(Referring expression data)
★ ★ ★ ★ ★

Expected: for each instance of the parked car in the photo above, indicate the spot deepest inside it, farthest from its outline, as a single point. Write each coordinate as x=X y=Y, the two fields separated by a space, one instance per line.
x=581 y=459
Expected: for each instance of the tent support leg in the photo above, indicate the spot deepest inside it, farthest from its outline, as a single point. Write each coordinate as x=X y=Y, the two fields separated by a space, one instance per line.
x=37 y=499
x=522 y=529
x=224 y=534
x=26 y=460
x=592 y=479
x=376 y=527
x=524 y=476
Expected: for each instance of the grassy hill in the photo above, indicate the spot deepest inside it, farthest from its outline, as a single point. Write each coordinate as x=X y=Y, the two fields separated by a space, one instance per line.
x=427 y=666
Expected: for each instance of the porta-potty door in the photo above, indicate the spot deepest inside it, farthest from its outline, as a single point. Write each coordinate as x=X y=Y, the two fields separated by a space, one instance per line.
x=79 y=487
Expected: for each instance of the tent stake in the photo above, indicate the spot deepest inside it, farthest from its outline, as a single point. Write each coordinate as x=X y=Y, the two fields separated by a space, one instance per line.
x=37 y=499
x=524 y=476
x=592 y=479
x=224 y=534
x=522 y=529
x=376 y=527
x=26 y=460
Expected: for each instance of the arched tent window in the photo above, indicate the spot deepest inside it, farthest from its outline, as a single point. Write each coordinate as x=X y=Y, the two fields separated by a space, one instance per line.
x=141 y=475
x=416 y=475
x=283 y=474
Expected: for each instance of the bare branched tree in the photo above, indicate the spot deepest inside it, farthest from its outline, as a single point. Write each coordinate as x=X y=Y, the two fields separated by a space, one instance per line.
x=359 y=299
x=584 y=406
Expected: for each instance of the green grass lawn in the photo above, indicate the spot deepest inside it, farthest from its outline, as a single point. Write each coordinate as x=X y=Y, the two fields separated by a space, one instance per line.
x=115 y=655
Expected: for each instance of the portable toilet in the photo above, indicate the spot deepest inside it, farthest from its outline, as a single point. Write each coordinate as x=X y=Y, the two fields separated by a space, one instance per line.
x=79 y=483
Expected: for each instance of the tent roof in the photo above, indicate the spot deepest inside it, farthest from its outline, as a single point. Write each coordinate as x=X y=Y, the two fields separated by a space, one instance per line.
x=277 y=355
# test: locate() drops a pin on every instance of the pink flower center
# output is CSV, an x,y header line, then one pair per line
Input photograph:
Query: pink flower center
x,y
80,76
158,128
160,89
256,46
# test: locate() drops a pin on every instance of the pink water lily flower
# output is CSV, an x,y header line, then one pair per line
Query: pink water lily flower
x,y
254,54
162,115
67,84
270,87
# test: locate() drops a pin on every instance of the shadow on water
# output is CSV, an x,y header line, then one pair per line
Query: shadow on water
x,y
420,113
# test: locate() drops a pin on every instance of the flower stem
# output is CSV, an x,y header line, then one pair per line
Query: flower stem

★ ★ ★ ★ ★

PROBLEM STATEMENT: Nothing may be omitted; retype every record exactly.

TASK SOLUTION:
Expected: for each instance of the parked car in the photo above, indicate the spot deepest inside it, farthest from its outline, as a single point. Write each coordinate as x=X y=Y, the two fields separated by a space, one instance per line.
x=581 y=459
Expected: for each instance of the tent support leg in the photo above, indicate the spot deepest inside it, farthest from its outline, as a single point. Write each coordinate as x=X y=Y, the two fields separated by a space, one instance per line.
x=37 y=499
x=522 y=529
x=224 y=534
x=26 y=460
x=592 y=479
x=376 y=527
x=524 y=476
Expected: for each instance of the grassy hill in the photo above, indicate the spot deepest inside it, farthest from its outline, as a single point. Write each coordinate as x=X y=Y, the two fields separated by a space, one instance per line.
x=427 y=666
Expected: for each instance of the porta-potty door in the photo above, indicate the spot deepest inside it, farthest from its outline, as a single point. Write each coordinate as x=X y=Y, the two fields separated by a space, one instance per line.
x=79 y=487
Expected: for each instance of the tent stake in the photo above, indicate the spot deepest inside it, farthest from its outline, as a single point. Write each coordinate as x=X y=Y, the two fields separated by a space, one instance per line.
x=37 y=499
x=524 y=476
x=592 y=479
x=224 y=534
x=522 y=529
x=376 y=527
x=26 y=460
Expected: for each instance of the arched tent window in the photo above, indicate the spot deepest inside it, farthest from its outline, as a single point. Write each coordinate as x=X y=Y, the two fields separated by a space, one instance per line.
x=141 y=475
x=416 y=475
x=283 y=474
Expected: for each instance of the bare branched tree in the photo above, indicate the spot deepest inside it, farthest from its outline, as a single point. Write each coordinate as x=X y=Y, the two fields separated by a space, one instance per line.
x=359 y=299
x=584 y=406
Expected: for each instance of the green grass lawn in the photo above, indicate the spot deepest inside it, farthest from its outline, as a single point. Write each coordinate as x=X y=Y, the two fields separated by a space, one instance per line.
x=115 y=655
Expected: for each instance of the portable toilet in the photo above, indicate the spot deepest inside it, farthest from its outline, as a single point. Write each coordinate as x=X y=Y, the two fields separated by a space, one instance per line.
x=79 y=483
Expected: for each instance of the tent roof in the photo above, indicate the spot deepest inside it, farthest from its outline, as a single point. Write each coordinate as x=X y=Y, the two fields separated by a space, one instance per line.
x=277 y=355
# test: locate() drops a pin on every instance of the pink flower center
# output is CSV, an x,y header line, then one pair per line
Input photograph:
Query: pink flower center
x,y
80,76
158,128
160,89
256,46
# test: locate() drops a pin on every instance of the pink water lily flower
# output is CSV, an x,y header line, then one pair per line
Query: pink water lily flower
x,y
254,54
162,115
67,84
270,87
# test: locate() drops a pin on every instance of the shadow on water
# output is CSV, an x,y header line, then one pair per line
Query: shadow on water
x,y
420,113
# test: locate() drops a pin on every instance of the flower stem
# output is CSV, an x,y header line, then one pair per line
Query: flower stem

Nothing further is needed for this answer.